==== INFORMATION

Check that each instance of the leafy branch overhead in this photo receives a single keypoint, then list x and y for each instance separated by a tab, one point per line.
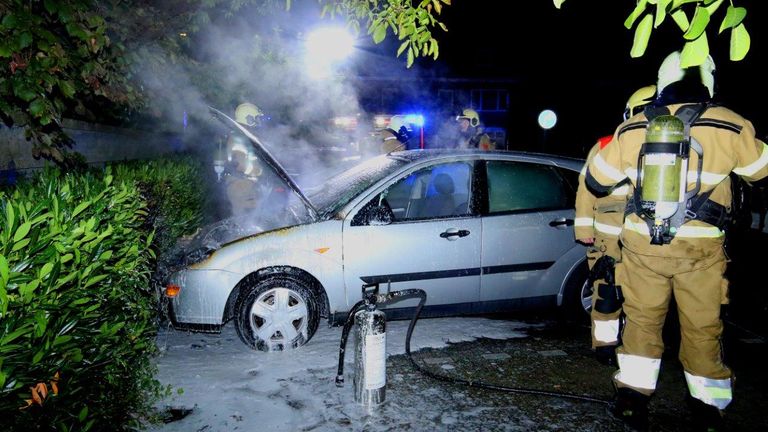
693	18
411	21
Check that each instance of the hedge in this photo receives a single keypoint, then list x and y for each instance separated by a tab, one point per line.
78	315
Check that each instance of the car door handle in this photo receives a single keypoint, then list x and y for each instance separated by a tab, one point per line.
561	222
453	233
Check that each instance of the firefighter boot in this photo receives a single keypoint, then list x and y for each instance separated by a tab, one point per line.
606	354
631	407
706	418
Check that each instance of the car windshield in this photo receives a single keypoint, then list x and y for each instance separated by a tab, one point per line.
337	191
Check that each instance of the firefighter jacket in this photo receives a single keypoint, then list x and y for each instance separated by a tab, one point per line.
729	145
599	216
242	193
390	142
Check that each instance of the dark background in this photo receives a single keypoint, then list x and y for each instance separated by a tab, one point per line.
576	62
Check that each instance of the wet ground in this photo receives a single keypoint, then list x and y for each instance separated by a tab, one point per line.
228	387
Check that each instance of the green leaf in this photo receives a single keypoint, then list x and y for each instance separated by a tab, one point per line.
25	40
681	19
37	107
733	17
380	33
661	12
694	52
95	279
20	245
740	42
9	21
639	9
51	6
83	414
402	48
698	24
642	36
10	216
712	7
4	271
82	206
22	231
67	88
47	267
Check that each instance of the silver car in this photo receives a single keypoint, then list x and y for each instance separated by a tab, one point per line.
479	231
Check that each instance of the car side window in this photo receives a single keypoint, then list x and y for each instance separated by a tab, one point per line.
435	192
524	186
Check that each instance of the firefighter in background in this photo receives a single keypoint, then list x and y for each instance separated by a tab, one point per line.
681	254
471	131
395	136
597	225
243	168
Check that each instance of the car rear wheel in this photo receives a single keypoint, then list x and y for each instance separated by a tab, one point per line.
586	297
278	313
577	295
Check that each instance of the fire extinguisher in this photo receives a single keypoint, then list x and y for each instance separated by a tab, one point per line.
370	378
370	374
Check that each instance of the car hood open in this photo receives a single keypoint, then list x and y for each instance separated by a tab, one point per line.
269	160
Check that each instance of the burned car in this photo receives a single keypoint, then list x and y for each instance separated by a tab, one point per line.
479	231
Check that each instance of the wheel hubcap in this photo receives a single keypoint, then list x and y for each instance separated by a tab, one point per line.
279	317
586	297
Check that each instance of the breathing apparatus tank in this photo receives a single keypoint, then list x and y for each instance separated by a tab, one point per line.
663	167
370	378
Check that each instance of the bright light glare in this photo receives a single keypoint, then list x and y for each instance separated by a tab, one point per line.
333	43
415	119
547	119
325	47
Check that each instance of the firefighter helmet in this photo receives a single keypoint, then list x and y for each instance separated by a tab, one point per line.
671	71
471	115
641	97
248	114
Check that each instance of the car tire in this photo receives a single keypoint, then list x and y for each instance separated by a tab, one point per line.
277	313
577	295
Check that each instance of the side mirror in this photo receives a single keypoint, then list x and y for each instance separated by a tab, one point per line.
380	215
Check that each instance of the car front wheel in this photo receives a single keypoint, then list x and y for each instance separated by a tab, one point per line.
278	313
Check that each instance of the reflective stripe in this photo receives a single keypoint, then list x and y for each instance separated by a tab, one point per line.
608	229
710	391
637	371
706	177
607	331
609	171
620	191
755	166
684	231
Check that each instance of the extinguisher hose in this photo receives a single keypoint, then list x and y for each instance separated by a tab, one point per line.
520	390
344	335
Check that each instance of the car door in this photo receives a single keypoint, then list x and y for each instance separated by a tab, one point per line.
527	227
419	232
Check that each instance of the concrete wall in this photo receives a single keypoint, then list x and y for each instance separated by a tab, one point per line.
98	143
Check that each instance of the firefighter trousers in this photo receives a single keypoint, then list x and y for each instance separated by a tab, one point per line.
605	326
699	287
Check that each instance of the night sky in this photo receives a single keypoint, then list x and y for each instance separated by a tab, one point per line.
576	61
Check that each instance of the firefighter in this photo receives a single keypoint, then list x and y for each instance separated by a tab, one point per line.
672	238
598	224
470	133
395	136
249	115
242	177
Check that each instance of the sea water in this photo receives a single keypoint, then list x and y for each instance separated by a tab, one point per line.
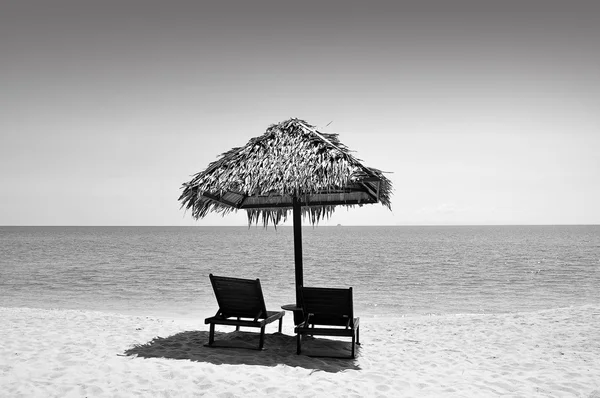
394	271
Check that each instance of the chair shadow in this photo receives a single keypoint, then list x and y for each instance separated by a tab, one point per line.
239	348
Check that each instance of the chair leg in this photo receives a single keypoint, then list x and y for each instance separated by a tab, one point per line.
211	334
262	338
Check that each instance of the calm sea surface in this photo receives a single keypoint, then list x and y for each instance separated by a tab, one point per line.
393	270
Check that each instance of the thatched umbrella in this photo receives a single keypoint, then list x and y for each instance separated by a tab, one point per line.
290	167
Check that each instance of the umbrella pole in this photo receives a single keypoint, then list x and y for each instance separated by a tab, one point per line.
297	216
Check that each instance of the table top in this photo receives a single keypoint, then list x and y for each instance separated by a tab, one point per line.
291	307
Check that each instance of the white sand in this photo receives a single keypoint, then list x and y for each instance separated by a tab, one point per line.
64	353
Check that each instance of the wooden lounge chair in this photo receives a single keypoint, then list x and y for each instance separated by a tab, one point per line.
327	312
241	303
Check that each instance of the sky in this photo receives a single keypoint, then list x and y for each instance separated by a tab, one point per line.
482	113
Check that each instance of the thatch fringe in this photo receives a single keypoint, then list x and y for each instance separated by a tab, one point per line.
291	159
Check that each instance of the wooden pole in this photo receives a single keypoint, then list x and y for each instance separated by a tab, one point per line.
297	216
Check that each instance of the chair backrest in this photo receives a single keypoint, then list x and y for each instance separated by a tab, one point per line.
239	297
328	306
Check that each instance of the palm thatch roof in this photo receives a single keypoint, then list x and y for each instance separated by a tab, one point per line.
291	160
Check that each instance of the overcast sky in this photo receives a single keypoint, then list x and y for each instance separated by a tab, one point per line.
481	116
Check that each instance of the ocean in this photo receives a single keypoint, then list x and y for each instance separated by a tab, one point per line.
394	271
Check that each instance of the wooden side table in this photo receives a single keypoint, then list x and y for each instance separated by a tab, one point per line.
298	313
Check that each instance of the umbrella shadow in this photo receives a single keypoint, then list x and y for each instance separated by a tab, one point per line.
233	348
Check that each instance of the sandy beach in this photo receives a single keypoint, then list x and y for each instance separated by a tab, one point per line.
68	353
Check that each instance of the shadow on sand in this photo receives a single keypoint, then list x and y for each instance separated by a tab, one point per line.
232	348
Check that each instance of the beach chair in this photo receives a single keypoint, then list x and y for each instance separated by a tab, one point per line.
241	303
327	312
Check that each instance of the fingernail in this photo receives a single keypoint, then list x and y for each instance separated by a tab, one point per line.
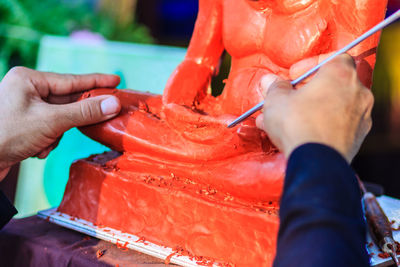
110	106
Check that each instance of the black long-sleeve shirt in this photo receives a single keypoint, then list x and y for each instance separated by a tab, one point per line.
321	215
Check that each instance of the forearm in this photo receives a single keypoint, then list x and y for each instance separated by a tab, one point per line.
321	215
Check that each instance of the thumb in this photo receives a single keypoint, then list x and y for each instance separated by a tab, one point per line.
85	112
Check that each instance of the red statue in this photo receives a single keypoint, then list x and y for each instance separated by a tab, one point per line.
184	132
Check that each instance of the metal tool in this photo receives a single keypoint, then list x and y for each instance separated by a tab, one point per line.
375	29
378	224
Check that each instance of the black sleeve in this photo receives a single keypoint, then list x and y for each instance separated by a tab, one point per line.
7	210
321	216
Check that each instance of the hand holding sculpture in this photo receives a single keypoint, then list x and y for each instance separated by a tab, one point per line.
334	109
37	108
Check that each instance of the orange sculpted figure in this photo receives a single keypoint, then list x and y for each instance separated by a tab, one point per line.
188	125
184	179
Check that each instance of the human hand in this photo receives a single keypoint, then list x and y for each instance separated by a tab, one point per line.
38	107
334	109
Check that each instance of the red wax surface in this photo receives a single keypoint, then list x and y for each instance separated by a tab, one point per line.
172	211
184	178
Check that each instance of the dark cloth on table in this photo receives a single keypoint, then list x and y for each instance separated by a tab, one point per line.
35	242
321	215
7	210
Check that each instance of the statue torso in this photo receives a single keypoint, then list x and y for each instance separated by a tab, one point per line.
263	40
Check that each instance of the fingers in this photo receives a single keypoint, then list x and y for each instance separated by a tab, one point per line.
63	84
260	122
341	68
63	99
86	112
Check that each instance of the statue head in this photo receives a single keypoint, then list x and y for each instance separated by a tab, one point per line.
281	6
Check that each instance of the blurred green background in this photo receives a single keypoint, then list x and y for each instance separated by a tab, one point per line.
132	38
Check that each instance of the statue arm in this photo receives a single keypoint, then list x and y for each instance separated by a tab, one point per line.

========

__EXERCISE__
Please transcribe word for word the lines from the line with "Check that each instance of the statue head" to the end of the material, both ends included.

__SOLVED EXERCISE__
Check that each instance of the statue head in this photo receives a single keypoint, then list x and y for each instance separated by a tab, one point per line.
281	6
Check that each instance of the blurred green background in this photo receives a single keypoint, then list x and y for each instance separated by a tab, one point per line.
132	38
Check that each instance of the statue arm in this photo receives a single keypoint, then list x and y for each instance separated by a tab, one point per line.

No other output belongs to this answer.